> Set of tasks:
**A.** Answer these questions about the sneaker store API activity:
(i) What endpoint path is given for the Order resource?
(ii) What foreign key does the activity give as an example of what the favorites relation to sneakers will generate?
(iii) What data type is listed for the size field of a sneaker?
**B.** How would you say "This endpoint should let shoppers browse the shoe catalog." from the sneaker store API activity in Spanish?
**C.** Print a passage from the sneaker store API activity word for word. Begin at the words "2. Resource: Favorite" and stop after "such as sneaker_id.".

> Source text:

● ● ●

Schedule > Activity: Design a REST API for a Online Sneaker Store

Due Wed, 04/15 at 11:59pm

You are going to design an API blueprint for an online show store. To do this, you’re going to have to make some decisions about:

  • What resources your system needs
  • What endpoints exist
  • What fields each endpoint needs
  • Which fields can be queried
  • Who is allowed to use each endpoint

In other words, we can focus on API design first without worrying yet about implementation

The Three Endpoints

For this activity, keep the scope limited to these three resources/endpoints:

  • sneakers
  • favorites
  • orders

These three give us a simple store:

  • sneakers is the public catalog
  • favorites is a private list saved by a logged-in user
  • orders is a private purchase or inquiry record

1. Resource: Sneaker

This endpoint should let shoppers browse the shoe catalog.

Endpoint: /api/sneakers

Suggested fields:

name data type searchable
name string yes
brand string yes
price number no
image_url string no
size integer yes
condition string no
is_available boolean yes
description text no

2. Resource: Favorite

This endpoint should let a logged-in user save shoes they are interested in.

Endpoint: /api/favorites

Suggested fields:

name data type searchable
note text no
sneaker Sneaker yes

That means favorites should include a relation to sneakers, which will generate a foreign key such as sneaker_id.

3. Resource: Order

This endpoint should store a customer’s purchase or inquiry.

Endpoint: /api/orders

Suggested fields:

name data type searchable
customer_name string no
email string no
status string yes
total number no
created_at datetime no
sneaker Sneaker yes

4. Configuration File (We’ll go over this on Friday)

● ● ●

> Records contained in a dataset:
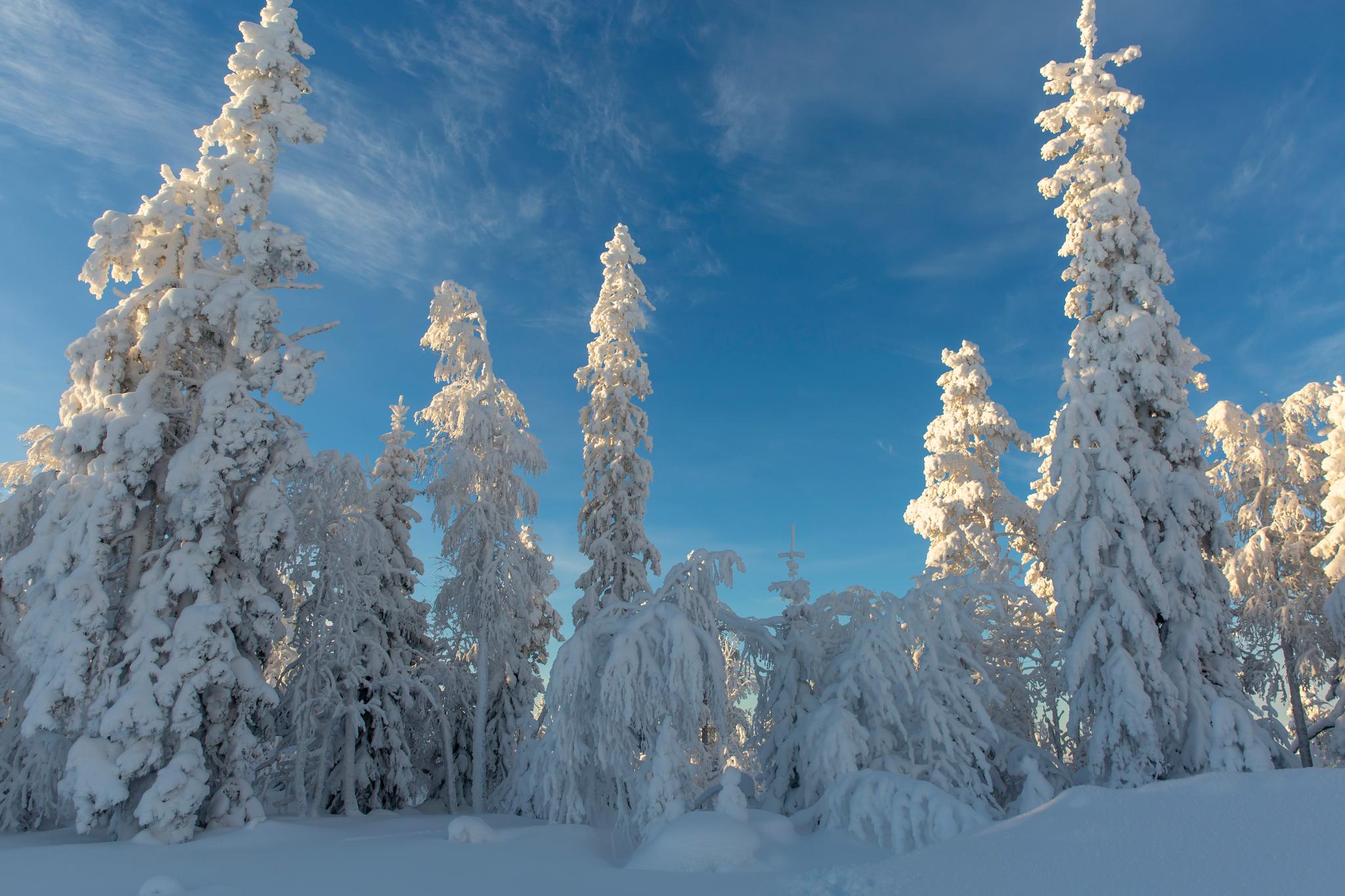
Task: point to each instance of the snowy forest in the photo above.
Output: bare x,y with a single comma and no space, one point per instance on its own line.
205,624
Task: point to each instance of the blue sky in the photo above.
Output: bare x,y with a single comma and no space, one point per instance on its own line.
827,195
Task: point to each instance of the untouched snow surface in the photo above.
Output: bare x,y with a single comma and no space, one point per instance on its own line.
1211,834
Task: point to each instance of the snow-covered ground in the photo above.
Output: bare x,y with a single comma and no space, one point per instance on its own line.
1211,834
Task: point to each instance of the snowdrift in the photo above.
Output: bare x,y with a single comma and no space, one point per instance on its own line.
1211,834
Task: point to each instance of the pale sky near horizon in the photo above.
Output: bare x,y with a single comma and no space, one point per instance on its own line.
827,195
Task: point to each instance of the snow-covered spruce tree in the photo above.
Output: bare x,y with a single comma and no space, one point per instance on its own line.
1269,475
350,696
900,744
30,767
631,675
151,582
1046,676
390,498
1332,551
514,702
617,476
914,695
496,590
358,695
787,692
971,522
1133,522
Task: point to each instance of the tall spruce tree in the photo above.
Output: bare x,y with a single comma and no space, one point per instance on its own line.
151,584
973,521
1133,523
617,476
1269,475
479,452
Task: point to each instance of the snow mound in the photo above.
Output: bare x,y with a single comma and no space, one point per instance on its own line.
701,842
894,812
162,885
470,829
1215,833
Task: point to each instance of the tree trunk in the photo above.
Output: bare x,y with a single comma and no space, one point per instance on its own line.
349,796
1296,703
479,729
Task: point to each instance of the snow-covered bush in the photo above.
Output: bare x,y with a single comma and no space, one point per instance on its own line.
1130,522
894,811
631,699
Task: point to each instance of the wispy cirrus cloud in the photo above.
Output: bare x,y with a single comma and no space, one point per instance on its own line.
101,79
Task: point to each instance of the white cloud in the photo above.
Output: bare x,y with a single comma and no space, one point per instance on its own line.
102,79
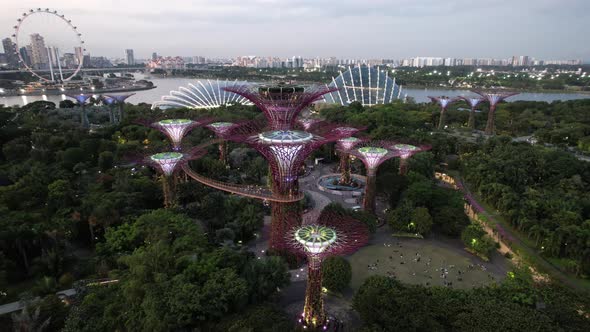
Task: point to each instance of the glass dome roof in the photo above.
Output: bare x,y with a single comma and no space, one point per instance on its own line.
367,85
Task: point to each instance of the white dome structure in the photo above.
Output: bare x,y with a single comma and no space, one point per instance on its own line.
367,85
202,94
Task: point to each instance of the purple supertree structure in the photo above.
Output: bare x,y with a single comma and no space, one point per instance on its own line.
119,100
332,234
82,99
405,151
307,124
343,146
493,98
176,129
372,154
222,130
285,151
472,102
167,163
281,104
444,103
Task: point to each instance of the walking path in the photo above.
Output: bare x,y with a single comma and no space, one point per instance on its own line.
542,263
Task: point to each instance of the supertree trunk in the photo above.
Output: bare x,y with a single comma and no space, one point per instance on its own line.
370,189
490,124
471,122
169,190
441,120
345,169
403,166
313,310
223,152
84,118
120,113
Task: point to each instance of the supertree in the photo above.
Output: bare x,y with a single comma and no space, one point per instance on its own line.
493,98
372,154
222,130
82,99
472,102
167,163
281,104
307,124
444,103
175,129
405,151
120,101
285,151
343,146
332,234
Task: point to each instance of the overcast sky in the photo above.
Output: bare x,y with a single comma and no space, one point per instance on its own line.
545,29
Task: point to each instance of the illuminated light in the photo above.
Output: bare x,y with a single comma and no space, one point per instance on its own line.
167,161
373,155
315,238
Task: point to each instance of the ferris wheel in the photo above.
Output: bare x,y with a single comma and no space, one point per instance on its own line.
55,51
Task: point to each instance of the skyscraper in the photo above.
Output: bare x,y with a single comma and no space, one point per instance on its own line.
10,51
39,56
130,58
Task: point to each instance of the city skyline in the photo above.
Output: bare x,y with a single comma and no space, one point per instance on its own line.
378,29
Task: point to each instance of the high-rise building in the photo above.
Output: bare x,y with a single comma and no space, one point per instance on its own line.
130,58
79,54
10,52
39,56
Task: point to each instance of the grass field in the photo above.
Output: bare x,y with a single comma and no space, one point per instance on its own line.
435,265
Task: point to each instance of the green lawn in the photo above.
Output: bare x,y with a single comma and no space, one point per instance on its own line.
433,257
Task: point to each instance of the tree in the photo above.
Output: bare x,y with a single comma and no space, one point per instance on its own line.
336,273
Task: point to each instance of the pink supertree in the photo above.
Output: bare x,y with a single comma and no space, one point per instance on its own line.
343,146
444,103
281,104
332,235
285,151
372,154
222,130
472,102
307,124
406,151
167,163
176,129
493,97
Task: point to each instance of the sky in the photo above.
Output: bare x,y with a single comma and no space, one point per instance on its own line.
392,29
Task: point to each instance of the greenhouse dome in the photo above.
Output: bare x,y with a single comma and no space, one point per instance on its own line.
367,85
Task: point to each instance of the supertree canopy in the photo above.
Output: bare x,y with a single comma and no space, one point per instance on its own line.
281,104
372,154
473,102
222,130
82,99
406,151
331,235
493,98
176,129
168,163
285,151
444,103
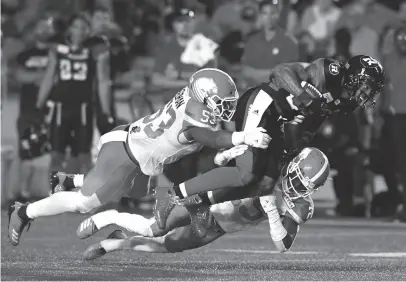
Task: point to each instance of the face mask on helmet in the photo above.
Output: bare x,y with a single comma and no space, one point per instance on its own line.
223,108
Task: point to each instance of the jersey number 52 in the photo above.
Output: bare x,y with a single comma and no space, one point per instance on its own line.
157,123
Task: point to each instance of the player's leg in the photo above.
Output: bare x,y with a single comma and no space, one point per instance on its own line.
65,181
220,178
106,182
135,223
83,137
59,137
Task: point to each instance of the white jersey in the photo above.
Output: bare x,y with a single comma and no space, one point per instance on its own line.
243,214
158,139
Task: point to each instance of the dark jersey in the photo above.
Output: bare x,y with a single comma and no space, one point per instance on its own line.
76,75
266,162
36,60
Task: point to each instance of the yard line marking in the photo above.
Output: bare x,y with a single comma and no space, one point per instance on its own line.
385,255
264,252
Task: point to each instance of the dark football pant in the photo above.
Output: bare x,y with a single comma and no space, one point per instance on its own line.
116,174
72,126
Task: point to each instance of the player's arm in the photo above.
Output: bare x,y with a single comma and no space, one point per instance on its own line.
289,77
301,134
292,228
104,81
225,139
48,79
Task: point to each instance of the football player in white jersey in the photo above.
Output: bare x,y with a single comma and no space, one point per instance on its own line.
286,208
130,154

● ● ●

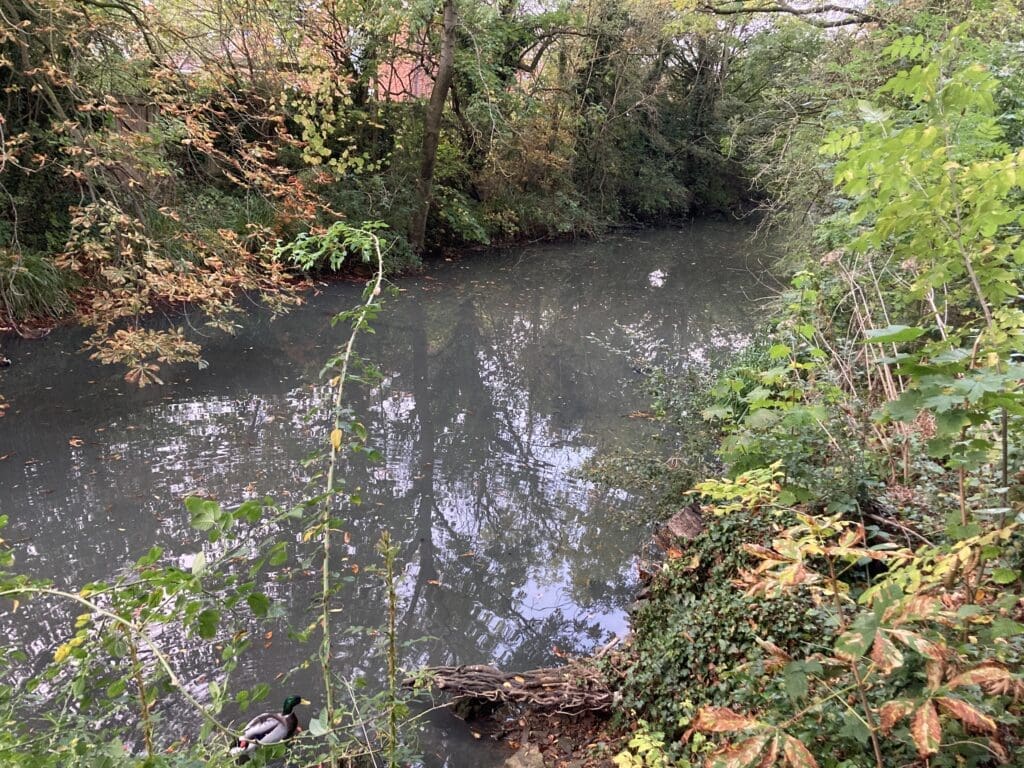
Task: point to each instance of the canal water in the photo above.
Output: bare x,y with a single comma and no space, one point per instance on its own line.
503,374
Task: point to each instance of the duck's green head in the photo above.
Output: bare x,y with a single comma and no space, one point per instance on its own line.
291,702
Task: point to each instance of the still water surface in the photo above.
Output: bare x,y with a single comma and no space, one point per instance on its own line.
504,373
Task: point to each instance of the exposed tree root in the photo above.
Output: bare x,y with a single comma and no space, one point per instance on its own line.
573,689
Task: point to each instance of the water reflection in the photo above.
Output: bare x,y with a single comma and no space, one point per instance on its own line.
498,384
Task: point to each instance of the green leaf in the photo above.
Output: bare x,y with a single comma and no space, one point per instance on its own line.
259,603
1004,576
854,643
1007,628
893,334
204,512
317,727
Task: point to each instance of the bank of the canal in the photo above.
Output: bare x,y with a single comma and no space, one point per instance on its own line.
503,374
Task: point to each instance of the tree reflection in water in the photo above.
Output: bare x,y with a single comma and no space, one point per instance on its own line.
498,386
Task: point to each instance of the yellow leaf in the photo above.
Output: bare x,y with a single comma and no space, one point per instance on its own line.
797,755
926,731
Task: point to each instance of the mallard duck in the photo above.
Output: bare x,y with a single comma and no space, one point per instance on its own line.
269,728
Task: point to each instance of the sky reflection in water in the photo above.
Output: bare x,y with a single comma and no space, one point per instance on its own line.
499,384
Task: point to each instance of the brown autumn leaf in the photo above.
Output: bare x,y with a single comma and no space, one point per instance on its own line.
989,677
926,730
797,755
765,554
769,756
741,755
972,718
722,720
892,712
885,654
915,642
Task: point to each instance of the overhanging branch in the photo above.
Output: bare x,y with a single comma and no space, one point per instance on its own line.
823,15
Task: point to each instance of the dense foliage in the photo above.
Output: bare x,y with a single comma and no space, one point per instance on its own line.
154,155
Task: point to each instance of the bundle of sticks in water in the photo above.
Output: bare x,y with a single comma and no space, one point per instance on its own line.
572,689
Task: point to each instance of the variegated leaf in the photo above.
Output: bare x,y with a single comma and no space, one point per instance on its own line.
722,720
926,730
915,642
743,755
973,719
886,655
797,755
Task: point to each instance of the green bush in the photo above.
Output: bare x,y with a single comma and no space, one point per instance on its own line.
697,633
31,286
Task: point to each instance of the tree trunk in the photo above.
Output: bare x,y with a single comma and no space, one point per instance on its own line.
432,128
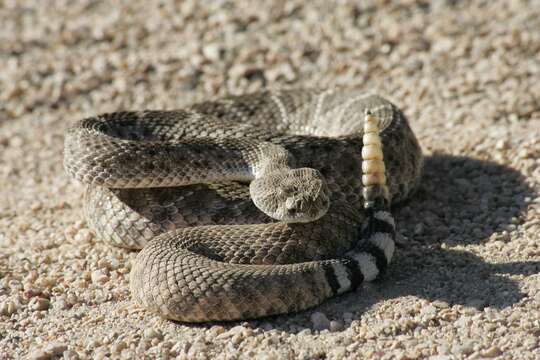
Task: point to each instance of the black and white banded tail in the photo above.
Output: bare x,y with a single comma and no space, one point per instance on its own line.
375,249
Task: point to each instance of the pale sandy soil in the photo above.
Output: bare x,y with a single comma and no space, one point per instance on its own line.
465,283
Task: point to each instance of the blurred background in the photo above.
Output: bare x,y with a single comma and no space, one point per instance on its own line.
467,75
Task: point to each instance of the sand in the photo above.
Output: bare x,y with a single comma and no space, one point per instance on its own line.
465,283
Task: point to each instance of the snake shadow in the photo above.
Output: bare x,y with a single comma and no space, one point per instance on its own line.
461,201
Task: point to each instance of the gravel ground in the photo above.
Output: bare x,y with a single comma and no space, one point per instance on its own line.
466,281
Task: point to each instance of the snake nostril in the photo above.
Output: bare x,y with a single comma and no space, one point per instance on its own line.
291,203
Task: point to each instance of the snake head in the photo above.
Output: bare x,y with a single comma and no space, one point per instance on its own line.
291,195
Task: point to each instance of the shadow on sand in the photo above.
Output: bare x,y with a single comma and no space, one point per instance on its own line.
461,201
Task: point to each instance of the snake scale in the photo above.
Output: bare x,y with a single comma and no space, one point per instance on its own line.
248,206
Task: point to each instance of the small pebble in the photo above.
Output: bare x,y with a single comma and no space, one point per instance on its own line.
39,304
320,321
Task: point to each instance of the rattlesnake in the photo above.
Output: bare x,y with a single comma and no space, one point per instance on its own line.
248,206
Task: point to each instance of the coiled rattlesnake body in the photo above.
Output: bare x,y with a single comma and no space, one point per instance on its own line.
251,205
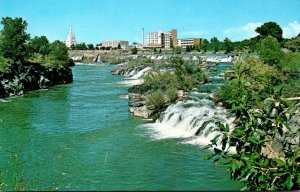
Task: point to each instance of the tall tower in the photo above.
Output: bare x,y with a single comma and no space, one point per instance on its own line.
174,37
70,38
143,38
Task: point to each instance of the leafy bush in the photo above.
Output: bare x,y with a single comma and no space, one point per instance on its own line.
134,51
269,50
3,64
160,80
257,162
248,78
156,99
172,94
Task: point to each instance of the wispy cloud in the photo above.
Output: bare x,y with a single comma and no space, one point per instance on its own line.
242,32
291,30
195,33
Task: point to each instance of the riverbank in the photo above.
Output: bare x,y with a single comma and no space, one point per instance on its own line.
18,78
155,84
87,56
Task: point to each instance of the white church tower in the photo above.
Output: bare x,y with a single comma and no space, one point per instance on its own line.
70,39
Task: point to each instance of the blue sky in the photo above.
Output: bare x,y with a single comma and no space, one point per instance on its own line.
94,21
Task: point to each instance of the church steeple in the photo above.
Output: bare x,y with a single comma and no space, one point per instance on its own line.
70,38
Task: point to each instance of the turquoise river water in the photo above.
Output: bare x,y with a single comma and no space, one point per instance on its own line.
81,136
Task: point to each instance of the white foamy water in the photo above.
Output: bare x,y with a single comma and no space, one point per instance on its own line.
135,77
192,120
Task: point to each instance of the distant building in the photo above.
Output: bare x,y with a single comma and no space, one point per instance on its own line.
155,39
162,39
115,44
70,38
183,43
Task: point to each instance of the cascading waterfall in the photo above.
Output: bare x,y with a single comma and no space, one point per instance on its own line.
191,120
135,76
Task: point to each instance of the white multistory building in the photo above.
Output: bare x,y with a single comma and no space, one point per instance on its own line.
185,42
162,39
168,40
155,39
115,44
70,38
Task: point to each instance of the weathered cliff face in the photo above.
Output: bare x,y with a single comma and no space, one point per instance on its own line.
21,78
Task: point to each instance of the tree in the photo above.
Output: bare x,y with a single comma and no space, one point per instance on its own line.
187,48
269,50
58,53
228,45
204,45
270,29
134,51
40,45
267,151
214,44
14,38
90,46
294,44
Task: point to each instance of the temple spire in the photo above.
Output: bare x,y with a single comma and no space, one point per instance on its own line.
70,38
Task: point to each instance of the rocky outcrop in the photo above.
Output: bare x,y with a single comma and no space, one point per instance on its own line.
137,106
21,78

● ● ●

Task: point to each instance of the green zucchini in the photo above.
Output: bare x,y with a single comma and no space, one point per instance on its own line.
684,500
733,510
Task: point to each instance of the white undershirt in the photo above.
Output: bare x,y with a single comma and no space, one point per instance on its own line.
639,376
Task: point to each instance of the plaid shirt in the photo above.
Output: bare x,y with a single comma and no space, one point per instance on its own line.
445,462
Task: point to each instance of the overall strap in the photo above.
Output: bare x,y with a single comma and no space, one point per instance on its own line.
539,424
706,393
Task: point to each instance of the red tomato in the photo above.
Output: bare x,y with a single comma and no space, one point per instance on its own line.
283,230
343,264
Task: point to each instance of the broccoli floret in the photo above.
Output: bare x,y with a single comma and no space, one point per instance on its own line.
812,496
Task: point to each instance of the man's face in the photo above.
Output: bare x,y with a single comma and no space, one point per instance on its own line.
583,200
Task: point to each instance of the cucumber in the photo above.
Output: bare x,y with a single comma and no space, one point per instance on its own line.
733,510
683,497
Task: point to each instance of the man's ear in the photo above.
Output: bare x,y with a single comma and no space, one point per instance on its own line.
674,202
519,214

● ● ●

> Responses in order:
**A.**
(i) /api/orders
(ii) sneaker_id
(iii) integer

**B.** Este endpoint debería permitir que los compradores exploren el catálogo de zapatos.

**C.**
2. Resource: Favorite

This endpoint should let a logged-in user save shoes they are interested in.

Endpoint: /api/favorites

Suggested fields:

name data type searchable
note text no
sneaker Sneaker yes

That means favorites should include a relation to sneakers, which will generate a foreign key such as sneaker_id.